_Passage_
__________________________________________________

This non-commercial license of GraphLab Create for academic use is assigned to 1505103.sbf@ugrad.cse.buet.ac.bd and will expire on April 20, 2021.


[INFO] graphlab.cython.cy_server: GraphLab Create v2.1 started. Logging: /tmp/graphlab_server_1598647117.log


## Load the Wikipedia dataset

In [2]:
wiki = graphlab.SFrame('m_4549381c276b46c6.frame_idx')

As we did in previous assignments, let's extract the TF-IDF features:

In [3]:
wiki['tf_idf'] = graphlab.text_analytics.tf_idf(wiki['text'])

To run k-means on this dataset, we should convert the data matrix into a sparse matrix.

In [4]:
def load_sparse_csr(filename):
    loader = np.load(filename)
    data = loader['data']
    indices = loader['indices']
    indptr = loader['indptr']
    shape = loader['shape']
    
    return csr_matrix( (data, indices, indptr), shape)

tf_idf = load_sparse_csr('people_wiki_tf_idf.npz')
map_index_to_word = graphlab.SFrame('m_518b98533167d279.frame_idx')

__________________________________________________

_Given records_
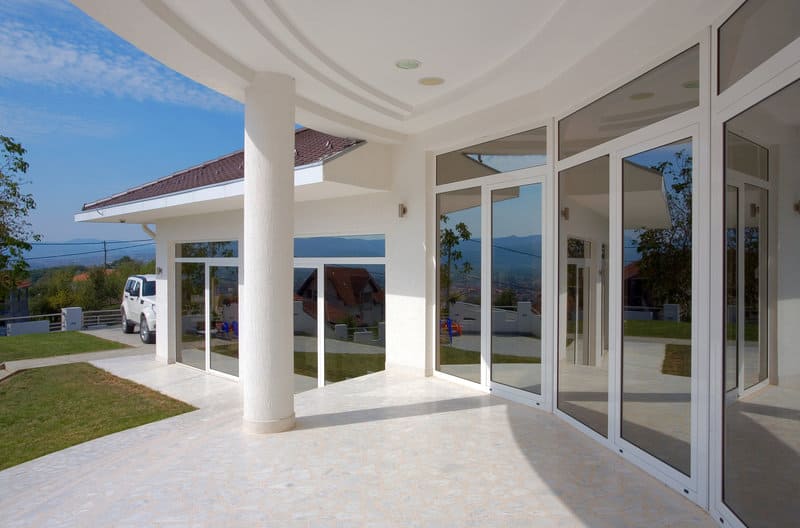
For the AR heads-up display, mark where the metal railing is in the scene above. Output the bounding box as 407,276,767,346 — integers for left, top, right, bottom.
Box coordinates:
0,309,121,336
83,309,122,328
0,313,61,335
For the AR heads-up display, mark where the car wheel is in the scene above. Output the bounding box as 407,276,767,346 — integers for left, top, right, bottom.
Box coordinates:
139,316,156,345
121,310,134,334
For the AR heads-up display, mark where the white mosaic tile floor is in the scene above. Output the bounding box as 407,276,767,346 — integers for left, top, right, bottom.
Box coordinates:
0,356,715,528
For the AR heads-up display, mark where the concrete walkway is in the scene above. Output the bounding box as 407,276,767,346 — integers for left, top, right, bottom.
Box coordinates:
0,328,155,381
0,356,716,528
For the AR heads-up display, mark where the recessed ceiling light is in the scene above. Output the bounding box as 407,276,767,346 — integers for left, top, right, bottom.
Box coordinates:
394,59,422,70
631,92,655,101
419,77,444,86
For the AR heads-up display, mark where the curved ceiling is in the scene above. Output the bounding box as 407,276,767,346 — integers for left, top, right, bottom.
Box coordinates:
73,0,732,141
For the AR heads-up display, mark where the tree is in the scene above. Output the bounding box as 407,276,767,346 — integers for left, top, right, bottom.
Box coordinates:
439,215,472,314
636,150,692,321
0,135,40,297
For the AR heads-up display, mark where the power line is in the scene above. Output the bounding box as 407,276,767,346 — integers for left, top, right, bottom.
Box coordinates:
25,242,155,260
31,238,152,246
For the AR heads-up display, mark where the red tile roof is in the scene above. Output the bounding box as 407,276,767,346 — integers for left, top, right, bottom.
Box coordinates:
82,128,363,211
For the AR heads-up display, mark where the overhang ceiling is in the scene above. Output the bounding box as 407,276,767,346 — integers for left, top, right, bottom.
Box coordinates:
73,0,729,141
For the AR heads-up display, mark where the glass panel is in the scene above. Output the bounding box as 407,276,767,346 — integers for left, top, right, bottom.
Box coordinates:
724,185,739,391
294,268,318,392
294,235,386,257
721,78,800,528
208,266,239,376
325,264,386,383
725,131,769,180
742,185,769,389
175,240,239,258
492,184,542,394
558,156,609,436
175,262,206,370
558,46,700,159
436,187,481,383
719,0,800,93
436,127,547,185
622,139,692,475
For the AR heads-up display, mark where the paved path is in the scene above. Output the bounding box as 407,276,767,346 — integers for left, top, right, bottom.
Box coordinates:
0,328,155,381
0,356,716,528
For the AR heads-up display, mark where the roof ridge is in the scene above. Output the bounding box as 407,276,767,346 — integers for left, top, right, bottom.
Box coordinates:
83,149,244,210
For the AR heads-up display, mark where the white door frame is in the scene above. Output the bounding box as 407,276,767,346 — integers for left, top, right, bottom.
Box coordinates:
294,257,389,387
709,12,800,528
481,173,553,408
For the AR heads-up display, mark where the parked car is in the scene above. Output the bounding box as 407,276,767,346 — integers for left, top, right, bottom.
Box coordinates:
120,275,156,343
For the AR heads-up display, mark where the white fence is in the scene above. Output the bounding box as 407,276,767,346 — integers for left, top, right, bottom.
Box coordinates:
0,309,121,336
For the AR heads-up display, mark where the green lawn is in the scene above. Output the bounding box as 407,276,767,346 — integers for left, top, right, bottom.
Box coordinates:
661,343,692,378
623,320,692,339
439,345,542,365
294,351,386,383
0,332,130,363
0,363,195,470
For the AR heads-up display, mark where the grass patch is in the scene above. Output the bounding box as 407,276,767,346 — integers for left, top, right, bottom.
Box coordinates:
661,343,692,378
0,332,130,363
623,320,692,339
0,363,195,470
294,351,386,383
439,345,542,365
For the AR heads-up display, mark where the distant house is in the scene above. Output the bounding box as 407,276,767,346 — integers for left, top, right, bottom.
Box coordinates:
295,266,385,326
0,280,31,317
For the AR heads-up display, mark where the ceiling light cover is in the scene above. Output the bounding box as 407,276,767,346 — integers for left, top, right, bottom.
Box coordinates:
419,77,444,86
394,59,422,70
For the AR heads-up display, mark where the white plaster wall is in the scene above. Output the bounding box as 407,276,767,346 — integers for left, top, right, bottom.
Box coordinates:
776,138,800,389
386,143,434,369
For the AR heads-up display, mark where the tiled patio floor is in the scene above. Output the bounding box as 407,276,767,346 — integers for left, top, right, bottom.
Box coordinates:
0,356,715,528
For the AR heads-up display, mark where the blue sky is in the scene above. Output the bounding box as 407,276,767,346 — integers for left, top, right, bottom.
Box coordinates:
0,0,244,242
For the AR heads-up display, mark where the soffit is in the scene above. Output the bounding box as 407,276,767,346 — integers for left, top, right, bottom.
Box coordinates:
73,0,730,141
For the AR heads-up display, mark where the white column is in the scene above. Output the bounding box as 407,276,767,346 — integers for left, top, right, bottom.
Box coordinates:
239,73,295,433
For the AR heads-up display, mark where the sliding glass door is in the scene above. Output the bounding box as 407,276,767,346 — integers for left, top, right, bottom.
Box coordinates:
490,183,545,394
556,156,609,437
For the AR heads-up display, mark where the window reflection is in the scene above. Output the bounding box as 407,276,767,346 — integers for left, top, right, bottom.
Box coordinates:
622,139,692,475
558,156,609,436
436,187,481,383
558,46,700,159
719,0,800,93
208,266,239,376
722,76,800,528
324,264,386,383
436,127,547,185
175,262,206,370
293,268,318,392
492,184,542,394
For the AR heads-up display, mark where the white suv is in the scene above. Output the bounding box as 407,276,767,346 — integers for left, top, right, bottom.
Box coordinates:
120,275,156,343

__________________________________________________

_Problem to work on_
Reproduce the Wikipedia k-means notebook text above word for word, beginning at "As we did in" and stopping after "loader = np.load(filename)".

_Response for this exercise_
As we did in previous assignments, let's extract the TF-IDF features:

In [3]:
wiki['tf_idf'] = graphlab.text_analytics.tf_idf(wiki['text'])

To run k-means on this dataset, we should convert the data matrix into a sparse matrix.

In [4]:
def load_sparse_csr(filename):
    loader = np.load(filename)